Go through the records below and write each one out again unchanged.

=======

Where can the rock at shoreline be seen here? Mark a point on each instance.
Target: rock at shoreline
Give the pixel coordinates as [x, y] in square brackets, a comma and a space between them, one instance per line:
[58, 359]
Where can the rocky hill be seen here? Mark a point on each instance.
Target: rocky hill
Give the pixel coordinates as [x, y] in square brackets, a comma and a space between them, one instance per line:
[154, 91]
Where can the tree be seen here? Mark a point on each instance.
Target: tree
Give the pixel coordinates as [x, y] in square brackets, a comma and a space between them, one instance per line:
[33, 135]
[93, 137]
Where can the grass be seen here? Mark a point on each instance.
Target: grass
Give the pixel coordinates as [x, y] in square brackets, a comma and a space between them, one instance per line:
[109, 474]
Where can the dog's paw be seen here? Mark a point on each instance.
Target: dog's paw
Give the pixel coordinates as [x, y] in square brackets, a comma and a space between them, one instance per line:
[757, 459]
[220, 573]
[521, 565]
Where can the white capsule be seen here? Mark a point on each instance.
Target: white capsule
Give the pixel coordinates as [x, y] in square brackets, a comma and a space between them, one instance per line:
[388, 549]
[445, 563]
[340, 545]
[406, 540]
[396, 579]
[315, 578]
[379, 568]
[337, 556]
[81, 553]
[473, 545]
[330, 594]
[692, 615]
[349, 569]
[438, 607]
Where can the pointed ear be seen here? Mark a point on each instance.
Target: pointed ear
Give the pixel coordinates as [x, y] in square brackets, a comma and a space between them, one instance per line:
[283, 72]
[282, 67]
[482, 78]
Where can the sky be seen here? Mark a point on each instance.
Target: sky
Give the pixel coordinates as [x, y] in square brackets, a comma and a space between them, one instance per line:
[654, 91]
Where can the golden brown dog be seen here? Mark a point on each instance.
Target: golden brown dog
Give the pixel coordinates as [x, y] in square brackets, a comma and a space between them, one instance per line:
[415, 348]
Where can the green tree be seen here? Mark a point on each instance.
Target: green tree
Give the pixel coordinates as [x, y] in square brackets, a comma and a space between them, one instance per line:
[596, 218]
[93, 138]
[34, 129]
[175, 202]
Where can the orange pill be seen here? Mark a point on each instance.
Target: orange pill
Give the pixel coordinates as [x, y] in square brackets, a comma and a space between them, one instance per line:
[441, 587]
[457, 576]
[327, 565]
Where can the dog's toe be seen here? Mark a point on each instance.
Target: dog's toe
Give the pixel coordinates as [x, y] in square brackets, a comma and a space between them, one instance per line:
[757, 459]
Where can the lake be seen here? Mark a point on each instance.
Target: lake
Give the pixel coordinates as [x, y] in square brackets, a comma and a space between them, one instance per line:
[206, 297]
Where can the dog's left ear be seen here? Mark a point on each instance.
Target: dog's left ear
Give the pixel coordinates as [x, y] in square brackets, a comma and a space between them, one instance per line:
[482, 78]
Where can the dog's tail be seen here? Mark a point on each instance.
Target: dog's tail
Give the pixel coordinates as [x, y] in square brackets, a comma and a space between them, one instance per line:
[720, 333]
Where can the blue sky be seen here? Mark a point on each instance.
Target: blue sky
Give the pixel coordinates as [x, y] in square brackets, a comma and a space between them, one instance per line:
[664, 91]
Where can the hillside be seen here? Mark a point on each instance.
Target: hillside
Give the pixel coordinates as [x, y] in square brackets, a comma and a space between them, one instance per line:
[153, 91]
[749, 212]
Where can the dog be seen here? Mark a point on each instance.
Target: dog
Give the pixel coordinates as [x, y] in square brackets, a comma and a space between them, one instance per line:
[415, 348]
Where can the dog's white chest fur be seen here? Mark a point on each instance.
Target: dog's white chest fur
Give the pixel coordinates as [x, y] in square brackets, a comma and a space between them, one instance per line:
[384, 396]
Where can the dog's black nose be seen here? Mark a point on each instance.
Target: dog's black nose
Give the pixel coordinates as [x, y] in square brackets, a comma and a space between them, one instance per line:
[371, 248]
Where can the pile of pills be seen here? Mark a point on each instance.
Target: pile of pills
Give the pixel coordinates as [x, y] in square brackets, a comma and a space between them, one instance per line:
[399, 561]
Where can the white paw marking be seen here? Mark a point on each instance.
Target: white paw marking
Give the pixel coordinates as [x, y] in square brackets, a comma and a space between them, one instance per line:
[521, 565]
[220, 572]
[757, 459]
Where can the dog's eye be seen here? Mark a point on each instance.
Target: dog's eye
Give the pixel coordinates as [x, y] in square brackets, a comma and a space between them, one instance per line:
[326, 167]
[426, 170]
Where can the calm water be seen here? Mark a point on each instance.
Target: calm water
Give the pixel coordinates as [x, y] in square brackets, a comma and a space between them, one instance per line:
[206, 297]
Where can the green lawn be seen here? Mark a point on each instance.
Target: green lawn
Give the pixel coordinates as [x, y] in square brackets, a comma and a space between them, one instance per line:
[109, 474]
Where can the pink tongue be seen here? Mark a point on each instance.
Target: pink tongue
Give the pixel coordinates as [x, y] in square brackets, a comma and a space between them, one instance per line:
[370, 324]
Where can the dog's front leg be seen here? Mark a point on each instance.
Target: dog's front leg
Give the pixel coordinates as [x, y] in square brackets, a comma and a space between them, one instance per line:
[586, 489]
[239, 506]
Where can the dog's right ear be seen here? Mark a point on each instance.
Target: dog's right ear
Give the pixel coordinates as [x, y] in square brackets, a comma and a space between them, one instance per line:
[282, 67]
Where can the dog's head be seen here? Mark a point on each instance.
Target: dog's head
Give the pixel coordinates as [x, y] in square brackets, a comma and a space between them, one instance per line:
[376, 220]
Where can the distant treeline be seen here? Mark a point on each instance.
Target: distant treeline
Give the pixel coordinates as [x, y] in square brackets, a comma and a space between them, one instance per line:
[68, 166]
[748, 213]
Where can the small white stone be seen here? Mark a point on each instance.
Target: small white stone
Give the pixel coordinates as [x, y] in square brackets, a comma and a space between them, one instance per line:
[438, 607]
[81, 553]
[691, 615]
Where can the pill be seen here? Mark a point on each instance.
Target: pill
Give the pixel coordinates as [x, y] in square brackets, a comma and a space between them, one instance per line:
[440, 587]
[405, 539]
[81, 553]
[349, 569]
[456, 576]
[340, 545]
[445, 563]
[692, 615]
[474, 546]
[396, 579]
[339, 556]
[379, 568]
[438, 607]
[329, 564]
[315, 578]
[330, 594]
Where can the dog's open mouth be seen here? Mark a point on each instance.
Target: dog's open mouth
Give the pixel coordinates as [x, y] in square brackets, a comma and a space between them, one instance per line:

=======

Task output:
Where can the rock at shoreline be seen here? Mark a point on each instance.
Target: rock at shoreline
Give the pixel coordinates as [x, y] in square brackets, a comma and a space between them, one instance per line:
[58, 359]
Where can the rocky hill be seen here? Mark a point on each instance.
Target: rocky hill
Give the pixel coordinates as [x, y] in square brackets, a comma and a space between them, one instance per line:
[154, 91]
Where can the tree be seen here? Mark a point on each instance.
Target: tree
Give the pixel coordinates as [x, y] in square brackets, a comma and a space between them, one instance per line:
[33, 135]
[93, 137]
Where can the grass be seen here? Mark a point on each instance.
Target: grass
Give the pixel coordinates as [x, y] in square brackets, a comma and a space between them, one instance per line:
[109, 474]
Where can the dog's paw be seen here? Mark a point on each instance.
Target: dog's paw
Give the pixel coordinates as [x, y] in square brackets, a comma and a space between them, one instance per line:
[757, 459]
[220, 573]
[521, 565]
Where can the white capsule be seen here? Mark a point on each instance.
Target: white capsule
Give the pixel coordinates as [x, y] in square brackets, a comma and a space between them, one instance per line:
[388, 549]
[445, 563]
[340, 545]
[406, 540]
[396, 579]
[315, 578]
[379, 568]
[337, 556]
[81, 553]
[473, 545]
[330, 594]
[692, 615]
[349, 569]
[438, 607]
Where can the pointed ear be seen here? Mark a point on each instance.
Target: pointed ear
Give the pixel coordinates as [x, y] in square brackets, a comma and a space between them, one instance per line:
[283, 72]
[282, 67]
[482, 78]
Where can the sky be seen here? Mark a point on each instance.
Target: sky
Give the pixel coordinates as [x, y] in square brackets, a comma and a space between them, one instance per line:
[654, 91]
Where can the golden brown dog be seen here? Mark a point on each instance.
Target: golden brown dog
Give the pixel coordinates as [x, y] in square brackets, a comma and a space between them, one instance per line:
[415, 348]
Where can the green tree be seen here? Mark a point on each instance.
Target: green tree
Give the pixel coordinates as [x, y] in square brackets, a comma and a space between them, one instance per line:
[596, 218]
[93, 138]
[34, 129]
[175, 202]
Where can the orange pill be seen here? Mark a point on each instance.
Target: orange pill
Give the pixel coordinates as [x, y] in square brackets, a comma and a space between them, one instance per line:
[441, 587]
[457, 576]
[327, 565]
Where can the dog's toe be seen here? Mark a point on each instance.
Target: dog's toe
Give the pixel coordinates as [x, y] in square brackets, a comma and a space between them, one instance per line:
[757, 459]
Where can the lake be seen here? Mark a point on each instance.
Target: lake
Give the pixel coordinates as [x, y] in square brackets, a comma and a space between them, one instance per line:
[206, 297]
Where can the dog's left ear be seen here? Mark a point on each instance.
Target: dog's left ear
Give the pixel coordinates as [x, y] in square brackets, a comma and a space between them, one instance per line:
[482, 78]
Where can the dog's tail be seen here? Mark a point on each instance.
Target: dog's tail
Give the pixel coordinates as [x, y] in square brackets, a comma and a space between them, one instance per line:
[720, 333]
Where can the blue sky be seen here? Mark a point on each instance.
Target: blue sky
Give the pixel coordinates as [x, y] in square brackets, a comma and a space between them, one instance per line:
[664, 91]
Where can the hillside be seen here? Mark a point on each instance.
Target: hillside
Give the pixel coordinates as [x, y] in square brackets, a comma and a space between them, one instance per line:
[153, 91]
[749, 212]
Where can the dog be seen here? Mark a point on each instance.
Target: dog
Give the pixel coordinates as [x, y] in square brackets, a comma and a space between them, one instance per line:
[415, 348]
Where can the dog's white chest fur be seen here? Mark a point on each instance.
Target: dog's white chest fur
Give the pixel coordinates as [x, y] in square brackets, a comma and a space between them, one instance per line:
[384, 396]
Where can the dog's black nose be seen here? Mark a point on each instance.
Target: dog's black nose
Give the pixel coordinates as [x, y] in square brackets, a comma and a space between them, one instance per line:
[371, 248]
Where can the pile of pills be seen here? Mark a point on each instance.
Target: pile of pills
Give the pixel coordinates as [x, y] in square brackets, a comma and a space between them, one instance per line:
[399, 561]
Where can the white paw marking be seen here? Mark a point on each instance.
Target: white paw marking
Give the pixel coordinates as [x, y] in square brackets, a comma and a space between them, one instance per line:
[521, 565]
[220, 572]
[757, 459]
Where can the dog's eye be seen here? Mark a point on each instance.
Target: dog's eye
Give the pixel coordinates as [x, y] in square brackets, a comma and a space between them, one instance per line:
[326, 167]
[426, 170]
Where can the calm water be seen here? Mark a point on each instance.
Target: calm water
Give the pixel coordinates as [x, y] in square brackets, a comma and a space between them, one instance per line:
[206, 297]
Where can the green lawn be seen here? Mark a point on each instance.
Target: green lawn
Give the pixel coordinates as [x, y] in square brackets, a comma and a space between them, one instance per line:
[109, 474]
Where can the pink tongue be seen here? Mark a point on each instance.
Target: pink tongue
Give the pixel coordinates as [x, y] in square brackets, a comma and a space between them, one instance per line:
[370, 324]
Where can the dog's front leg be seen here? Mark a point on each instance.
Target: dog's front leg
Give the pixel coordinates as [x, y] in square brackets, a comma and a space between them, one instance per line:
[586, 489]
[239, 506]
Where can the dog's right ear be seen here? Mark a point on each instance.
Target: dog's right ear
Give the pixel coordinates as [x, y] in square brackets, a comma and a space between them, one instance per line:
[282, 67]
Where can the dog's head be seen here? Mark a point on each instance.
Target: dog's head
Give the pixel coordinates as [x, y] in square brackets, a comma and a space between them, one instance per line:
[376, 220]
Where can the distant treeline be seen here? Mark a point on each instance.
Target: distant treeline
Give the pixel coordinates as [x, y] in square brackets, a comma and a space between them, one instance per line:
[68, 166]
[748, 213]
Where can the small white stone be seen here? Mark a point on each instance.
Target: small white stone
Give the pixel coordinates as [x, y] in square brackets, a comma and a space between them, one instance per line:
[438, 607]
[81, 553]
[691, 615]
Where can the pill be seen here? Mark a point on each instance.
Target: pill
Give the pixel coordinates as [x, y] in square brackets, a comma and a space between them, one instance per line:
[440, 587]
[405, 539]
[81, 553]
[349, 569]
[456, 576]
[340, 545]
[445, 563]
[692, 615]
[474, 546]
[396, 579]
[339, 556]
[379, 568]
[438, 607]
[329, 564]
[315, 578]
[330, 594]
Where can the dog's open mouth be seen here? Mark a point on each instance.
Target: dog's open mouth
Give the pixel coordinates as [x, y] in square brackets, a comma and a space between them, one instance per line:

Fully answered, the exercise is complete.